Segment Start: Input
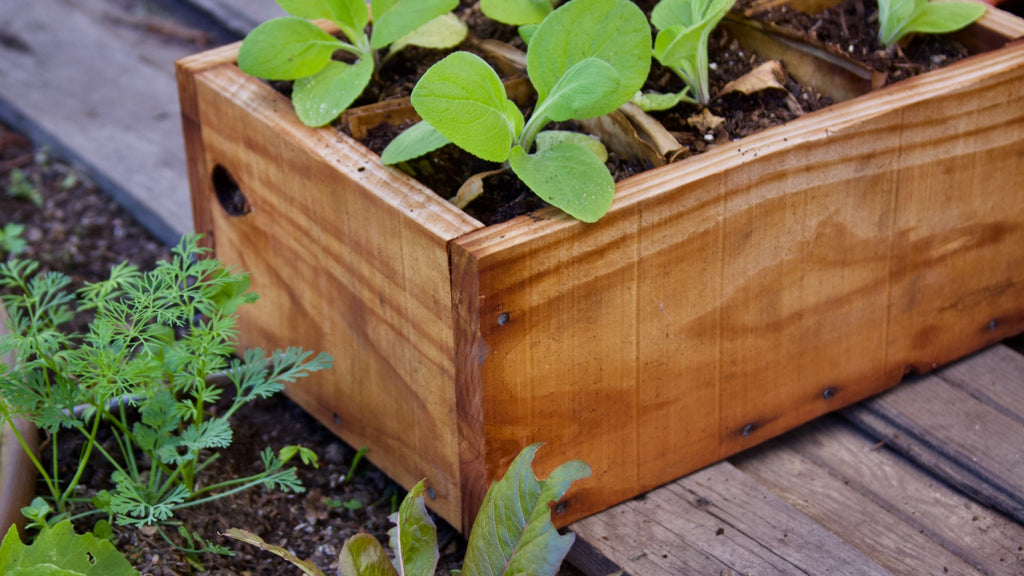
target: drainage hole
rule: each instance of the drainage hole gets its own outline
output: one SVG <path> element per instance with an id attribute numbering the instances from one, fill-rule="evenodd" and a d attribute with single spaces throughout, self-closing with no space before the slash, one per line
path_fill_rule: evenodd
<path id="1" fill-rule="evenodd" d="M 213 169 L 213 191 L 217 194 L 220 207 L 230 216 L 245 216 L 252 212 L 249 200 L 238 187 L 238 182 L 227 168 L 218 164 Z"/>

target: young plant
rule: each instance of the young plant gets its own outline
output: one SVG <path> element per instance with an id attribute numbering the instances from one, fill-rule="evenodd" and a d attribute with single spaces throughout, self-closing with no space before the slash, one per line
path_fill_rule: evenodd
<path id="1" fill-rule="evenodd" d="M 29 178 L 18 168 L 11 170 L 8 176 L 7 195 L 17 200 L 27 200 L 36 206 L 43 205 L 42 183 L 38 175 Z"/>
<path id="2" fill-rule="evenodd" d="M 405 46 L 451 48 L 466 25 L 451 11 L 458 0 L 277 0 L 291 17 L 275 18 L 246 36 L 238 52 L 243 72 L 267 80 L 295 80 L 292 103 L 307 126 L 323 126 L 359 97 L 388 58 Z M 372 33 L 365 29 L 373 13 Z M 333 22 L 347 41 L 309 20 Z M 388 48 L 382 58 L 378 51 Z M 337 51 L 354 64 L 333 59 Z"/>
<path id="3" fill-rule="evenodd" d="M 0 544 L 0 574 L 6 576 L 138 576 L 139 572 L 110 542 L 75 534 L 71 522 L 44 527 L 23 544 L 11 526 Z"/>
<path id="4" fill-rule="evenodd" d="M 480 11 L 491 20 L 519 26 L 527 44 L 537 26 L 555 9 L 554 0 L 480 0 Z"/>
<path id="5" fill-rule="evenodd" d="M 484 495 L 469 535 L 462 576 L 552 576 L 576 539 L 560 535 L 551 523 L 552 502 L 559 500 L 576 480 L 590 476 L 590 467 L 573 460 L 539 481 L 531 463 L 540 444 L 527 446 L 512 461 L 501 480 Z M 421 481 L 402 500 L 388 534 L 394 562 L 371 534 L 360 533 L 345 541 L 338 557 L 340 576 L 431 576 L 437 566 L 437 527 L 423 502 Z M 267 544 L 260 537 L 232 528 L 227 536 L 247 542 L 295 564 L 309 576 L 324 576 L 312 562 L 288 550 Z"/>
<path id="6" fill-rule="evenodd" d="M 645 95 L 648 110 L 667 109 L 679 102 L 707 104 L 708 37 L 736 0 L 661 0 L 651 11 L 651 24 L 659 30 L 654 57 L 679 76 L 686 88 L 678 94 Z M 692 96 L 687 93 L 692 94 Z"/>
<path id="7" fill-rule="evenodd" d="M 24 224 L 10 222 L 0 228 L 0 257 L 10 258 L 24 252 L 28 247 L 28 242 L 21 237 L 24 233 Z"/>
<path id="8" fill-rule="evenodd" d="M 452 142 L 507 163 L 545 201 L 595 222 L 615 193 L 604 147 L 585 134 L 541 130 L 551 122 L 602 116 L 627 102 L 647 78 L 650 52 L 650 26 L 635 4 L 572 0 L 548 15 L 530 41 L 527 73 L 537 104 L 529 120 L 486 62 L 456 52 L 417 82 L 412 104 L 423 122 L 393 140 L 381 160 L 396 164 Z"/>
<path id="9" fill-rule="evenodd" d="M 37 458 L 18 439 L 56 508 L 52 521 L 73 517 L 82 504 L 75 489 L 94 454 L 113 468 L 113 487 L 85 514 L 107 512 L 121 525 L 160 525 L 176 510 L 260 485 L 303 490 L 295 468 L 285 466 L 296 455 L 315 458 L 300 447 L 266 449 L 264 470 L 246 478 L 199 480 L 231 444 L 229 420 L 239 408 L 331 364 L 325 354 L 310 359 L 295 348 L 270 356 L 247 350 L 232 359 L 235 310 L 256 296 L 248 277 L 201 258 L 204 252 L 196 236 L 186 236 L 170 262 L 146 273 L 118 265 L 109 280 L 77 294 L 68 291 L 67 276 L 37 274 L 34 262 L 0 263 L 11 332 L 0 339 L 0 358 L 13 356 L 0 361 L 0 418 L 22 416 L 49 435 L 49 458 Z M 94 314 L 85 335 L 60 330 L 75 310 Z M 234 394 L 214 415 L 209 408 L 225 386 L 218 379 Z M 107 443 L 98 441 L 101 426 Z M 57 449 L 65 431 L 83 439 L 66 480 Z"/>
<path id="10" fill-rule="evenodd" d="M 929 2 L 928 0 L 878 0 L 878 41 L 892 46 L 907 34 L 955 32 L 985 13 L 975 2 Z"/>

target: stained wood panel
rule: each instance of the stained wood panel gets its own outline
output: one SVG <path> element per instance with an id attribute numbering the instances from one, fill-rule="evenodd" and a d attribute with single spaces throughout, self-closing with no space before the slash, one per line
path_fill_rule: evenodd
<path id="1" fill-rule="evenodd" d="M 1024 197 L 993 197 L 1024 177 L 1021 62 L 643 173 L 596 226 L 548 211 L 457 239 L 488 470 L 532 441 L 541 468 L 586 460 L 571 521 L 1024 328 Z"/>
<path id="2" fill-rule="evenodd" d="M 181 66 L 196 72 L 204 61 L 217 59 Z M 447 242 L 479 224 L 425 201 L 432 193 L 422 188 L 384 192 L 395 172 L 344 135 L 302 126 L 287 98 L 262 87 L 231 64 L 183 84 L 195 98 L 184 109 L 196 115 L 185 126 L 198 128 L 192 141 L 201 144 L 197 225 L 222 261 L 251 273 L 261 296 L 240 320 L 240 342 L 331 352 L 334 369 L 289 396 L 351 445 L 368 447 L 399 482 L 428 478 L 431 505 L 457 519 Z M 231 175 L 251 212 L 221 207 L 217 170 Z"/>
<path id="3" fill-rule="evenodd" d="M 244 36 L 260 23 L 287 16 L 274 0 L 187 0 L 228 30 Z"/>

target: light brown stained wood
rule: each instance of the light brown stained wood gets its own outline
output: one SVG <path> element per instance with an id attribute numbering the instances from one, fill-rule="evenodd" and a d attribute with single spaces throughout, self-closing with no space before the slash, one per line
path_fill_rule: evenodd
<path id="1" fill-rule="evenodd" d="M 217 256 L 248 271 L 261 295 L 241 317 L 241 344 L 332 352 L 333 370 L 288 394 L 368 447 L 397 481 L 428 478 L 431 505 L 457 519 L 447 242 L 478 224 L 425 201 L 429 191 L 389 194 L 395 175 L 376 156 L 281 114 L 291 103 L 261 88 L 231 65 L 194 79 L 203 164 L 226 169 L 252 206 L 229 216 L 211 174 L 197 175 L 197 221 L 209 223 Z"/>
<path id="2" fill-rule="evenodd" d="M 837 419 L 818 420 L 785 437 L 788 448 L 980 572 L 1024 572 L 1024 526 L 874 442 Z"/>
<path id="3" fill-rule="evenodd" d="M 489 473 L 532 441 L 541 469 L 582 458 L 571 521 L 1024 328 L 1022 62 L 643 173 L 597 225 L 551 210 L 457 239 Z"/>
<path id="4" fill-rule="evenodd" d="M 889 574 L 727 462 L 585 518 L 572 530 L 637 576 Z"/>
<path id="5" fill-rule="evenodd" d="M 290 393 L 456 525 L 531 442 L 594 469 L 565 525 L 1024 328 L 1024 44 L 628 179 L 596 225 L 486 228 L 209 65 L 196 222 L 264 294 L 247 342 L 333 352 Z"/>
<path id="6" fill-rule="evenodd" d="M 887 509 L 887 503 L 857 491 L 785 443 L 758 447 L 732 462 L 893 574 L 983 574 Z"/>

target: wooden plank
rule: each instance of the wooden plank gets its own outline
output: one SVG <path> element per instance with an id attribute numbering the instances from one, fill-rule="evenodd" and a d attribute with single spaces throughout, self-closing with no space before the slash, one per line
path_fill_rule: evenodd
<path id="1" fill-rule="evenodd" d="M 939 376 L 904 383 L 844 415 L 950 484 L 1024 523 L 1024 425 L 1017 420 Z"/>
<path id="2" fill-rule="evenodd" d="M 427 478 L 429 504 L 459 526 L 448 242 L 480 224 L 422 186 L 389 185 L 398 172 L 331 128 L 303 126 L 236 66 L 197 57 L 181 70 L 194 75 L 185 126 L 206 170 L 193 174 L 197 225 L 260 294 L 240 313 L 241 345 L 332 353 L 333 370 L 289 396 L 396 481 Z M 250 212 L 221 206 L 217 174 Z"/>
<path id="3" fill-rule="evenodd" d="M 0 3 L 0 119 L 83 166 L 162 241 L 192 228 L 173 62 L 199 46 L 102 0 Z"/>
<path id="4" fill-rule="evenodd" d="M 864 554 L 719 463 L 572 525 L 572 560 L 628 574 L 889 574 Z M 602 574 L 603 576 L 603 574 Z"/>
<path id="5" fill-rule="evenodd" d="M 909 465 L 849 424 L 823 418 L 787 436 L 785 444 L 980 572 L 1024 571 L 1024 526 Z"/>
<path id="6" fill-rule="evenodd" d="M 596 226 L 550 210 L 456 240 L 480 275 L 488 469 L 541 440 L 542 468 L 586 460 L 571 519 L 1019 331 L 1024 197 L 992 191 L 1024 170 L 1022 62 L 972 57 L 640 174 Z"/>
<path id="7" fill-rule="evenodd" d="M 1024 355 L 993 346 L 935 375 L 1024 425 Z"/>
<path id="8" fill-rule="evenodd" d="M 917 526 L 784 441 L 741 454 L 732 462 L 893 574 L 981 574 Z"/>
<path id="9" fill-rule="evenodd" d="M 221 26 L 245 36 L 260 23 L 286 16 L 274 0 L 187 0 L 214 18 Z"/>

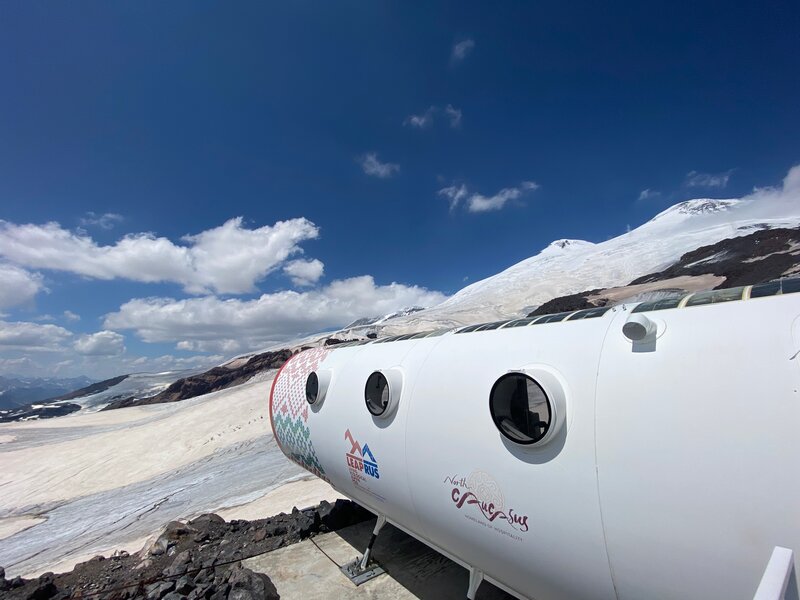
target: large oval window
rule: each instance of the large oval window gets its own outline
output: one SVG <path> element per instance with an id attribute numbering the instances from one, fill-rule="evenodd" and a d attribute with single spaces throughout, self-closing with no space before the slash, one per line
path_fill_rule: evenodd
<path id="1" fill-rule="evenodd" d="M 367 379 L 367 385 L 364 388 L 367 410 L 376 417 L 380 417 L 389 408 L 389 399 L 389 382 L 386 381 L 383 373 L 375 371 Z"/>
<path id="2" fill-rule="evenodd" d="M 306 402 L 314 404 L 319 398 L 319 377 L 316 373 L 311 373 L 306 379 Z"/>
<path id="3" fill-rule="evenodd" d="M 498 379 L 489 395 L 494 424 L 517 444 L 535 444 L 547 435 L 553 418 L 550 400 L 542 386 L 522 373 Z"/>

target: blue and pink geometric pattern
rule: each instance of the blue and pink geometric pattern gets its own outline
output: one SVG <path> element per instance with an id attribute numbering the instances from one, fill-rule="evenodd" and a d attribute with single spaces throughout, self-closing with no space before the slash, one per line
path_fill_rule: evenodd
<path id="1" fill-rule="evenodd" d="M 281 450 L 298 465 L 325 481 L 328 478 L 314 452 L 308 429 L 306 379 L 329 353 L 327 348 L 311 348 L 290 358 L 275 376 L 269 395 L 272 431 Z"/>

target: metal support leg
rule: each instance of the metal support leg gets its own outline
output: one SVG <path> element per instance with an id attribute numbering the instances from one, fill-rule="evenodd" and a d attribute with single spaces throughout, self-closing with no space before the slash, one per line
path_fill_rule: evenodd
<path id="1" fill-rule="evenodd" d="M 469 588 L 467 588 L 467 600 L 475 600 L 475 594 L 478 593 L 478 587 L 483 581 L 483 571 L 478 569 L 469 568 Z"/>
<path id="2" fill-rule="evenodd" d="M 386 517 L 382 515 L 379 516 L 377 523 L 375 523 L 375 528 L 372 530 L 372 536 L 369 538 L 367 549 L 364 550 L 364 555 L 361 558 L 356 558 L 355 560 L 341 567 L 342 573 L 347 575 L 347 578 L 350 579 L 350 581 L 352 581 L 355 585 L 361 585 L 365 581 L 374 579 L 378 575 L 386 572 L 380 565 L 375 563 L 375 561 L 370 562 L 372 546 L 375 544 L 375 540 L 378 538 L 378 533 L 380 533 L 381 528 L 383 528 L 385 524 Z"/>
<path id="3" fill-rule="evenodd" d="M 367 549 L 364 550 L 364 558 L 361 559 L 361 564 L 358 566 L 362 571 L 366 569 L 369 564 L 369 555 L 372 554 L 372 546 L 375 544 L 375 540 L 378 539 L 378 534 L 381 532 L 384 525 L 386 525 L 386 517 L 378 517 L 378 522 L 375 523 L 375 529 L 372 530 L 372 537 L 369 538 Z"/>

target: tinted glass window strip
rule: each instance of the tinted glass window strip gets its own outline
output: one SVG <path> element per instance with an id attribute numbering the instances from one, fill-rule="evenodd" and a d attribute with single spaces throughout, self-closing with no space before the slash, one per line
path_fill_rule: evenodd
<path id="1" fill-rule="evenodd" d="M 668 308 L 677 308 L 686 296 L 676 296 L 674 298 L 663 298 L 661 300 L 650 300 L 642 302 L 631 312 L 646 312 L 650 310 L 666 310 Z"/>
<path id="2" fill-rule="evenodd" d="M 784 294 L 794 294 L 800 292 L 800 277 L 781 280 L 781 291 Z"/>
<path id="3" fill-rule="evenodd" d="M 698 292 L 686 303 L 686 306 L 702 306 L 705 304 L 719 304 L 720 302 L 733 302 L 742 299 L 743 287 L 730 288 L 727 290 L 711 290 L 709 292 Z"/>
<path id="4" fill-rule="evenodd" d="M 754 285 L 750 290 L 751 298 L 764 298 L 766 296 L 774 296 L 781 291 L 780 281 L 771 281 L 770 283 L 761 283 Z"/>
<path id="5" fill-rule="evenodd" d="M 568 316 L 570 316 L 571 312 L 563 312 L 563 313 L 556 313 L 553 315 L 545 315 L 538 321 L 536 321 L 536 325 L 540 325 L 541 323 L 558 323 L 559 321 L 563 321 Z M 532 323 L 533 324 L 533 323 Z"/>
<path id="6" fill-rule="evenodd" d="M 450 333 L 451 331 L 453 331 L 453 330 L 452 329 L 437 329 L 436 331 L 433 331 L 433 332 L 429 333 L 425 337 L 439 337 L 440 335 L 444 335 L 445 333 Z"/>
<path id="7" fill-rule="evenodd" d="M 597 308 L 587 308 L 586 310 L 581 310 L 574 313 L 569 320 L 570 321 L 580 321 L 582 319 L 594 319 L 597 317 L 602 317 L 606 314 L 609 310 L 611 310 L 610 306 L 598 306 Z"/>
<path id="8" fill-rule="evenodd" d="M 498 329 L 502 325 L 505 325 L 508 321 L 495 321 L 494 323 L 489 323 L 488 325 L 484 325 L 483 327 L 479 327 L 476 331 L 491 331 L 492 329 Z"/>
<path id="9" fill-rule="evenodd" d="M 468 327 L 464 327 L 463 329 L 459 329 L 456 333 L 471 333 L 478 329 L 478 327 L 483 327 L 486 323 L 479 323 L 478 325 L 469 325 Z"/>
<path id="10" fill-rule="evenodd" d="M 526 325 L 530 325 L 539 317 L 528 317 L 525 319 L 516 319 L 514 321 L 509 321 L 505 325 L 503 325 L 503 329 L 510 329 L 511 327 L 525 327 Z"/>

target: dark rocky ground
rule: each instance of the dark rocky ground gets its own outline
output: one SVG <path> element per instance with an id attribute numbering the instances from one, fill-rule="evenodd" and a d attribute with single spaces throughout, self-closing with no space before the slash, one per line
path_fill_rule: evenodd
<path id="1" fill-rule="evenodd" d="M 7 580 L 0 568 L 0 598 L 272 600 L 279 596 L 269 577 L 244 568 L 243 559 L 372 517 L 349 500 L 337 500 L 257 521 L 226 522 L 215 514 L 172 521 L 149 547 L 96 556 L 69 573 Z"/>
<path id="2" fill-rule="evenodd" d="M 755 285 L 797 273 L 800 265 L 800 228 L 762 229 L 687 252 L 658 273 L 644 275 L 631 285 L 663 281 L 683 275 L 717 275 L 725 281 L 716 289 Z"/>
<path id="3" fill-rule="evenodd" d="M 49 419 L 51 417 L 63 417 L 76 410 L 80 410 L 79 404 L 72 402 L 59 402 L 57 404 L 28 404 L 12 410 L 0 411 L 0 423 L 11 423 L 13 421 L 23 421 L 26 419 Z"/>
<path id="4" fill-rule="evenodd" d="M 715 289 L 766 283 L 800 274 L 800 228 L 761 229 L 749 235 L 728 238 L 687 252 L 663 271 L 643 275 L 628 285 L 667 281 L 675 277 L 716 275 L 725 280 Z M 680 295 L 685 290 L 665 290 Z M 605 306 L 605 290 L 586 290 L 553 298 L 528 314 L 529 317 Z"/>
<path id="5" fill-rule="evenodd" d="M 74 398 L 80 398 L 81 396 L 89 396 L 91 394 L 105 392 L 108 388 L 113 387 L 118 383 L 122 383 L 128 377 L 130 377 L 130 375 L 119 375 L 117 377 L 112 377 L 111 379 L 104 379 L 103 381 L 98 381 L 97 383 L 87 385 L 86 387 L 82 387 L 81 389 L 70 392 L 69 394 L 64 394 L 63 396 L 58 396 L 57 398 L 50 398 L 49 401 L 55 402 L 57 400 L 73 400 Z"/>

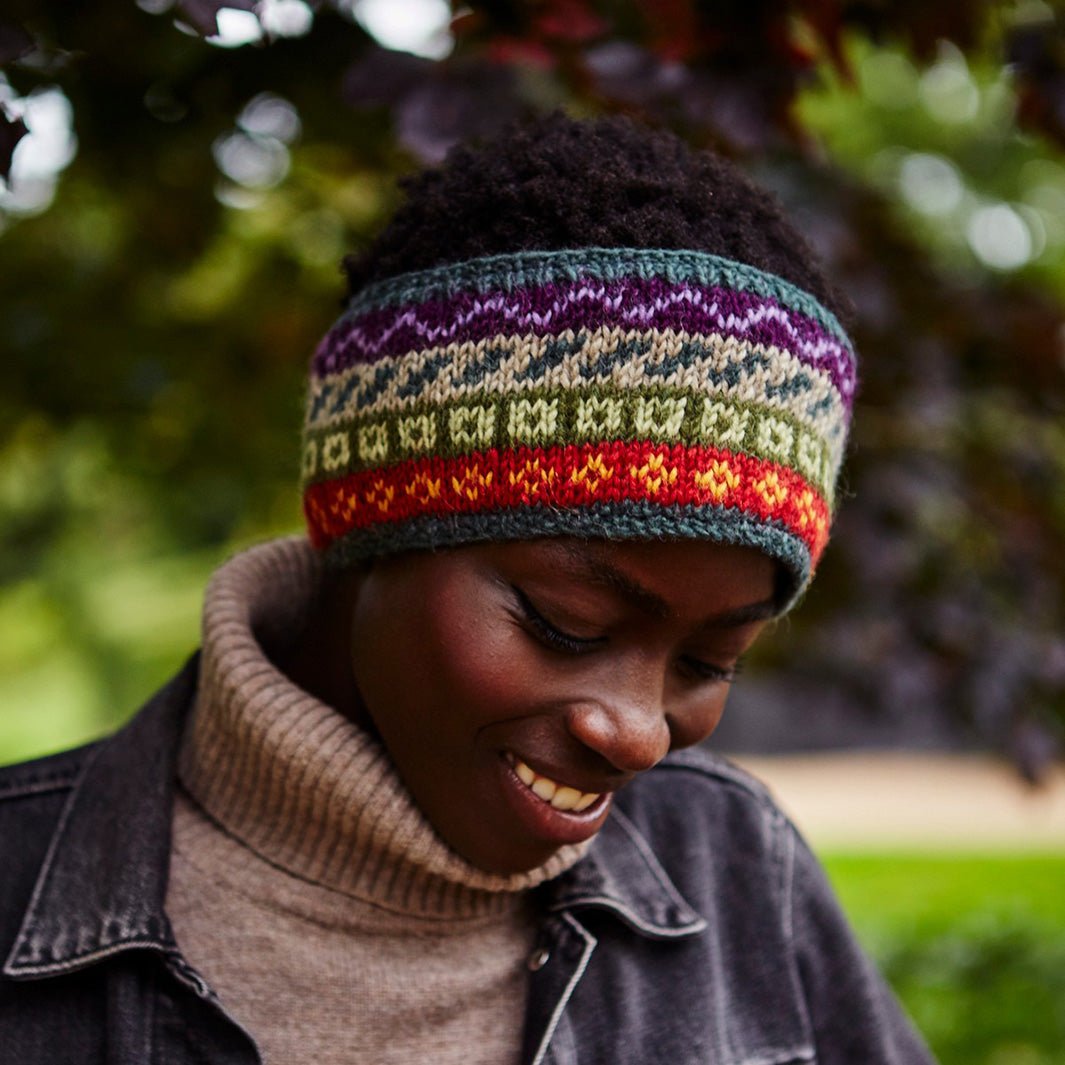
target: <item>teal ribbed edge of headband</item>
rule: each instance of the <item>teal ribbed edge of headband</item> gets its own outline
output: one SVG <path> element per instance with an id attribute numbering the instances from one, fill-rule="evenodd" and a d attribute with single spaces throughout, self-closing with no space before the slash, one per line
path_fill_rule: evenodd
Segment End: Input
### Exercise requirements
Every line above with the word "tinted" is to be copied out.

### Exercise result
target: tinted glass window strip
rule: each instance of the tinted glass window strip gets its own outline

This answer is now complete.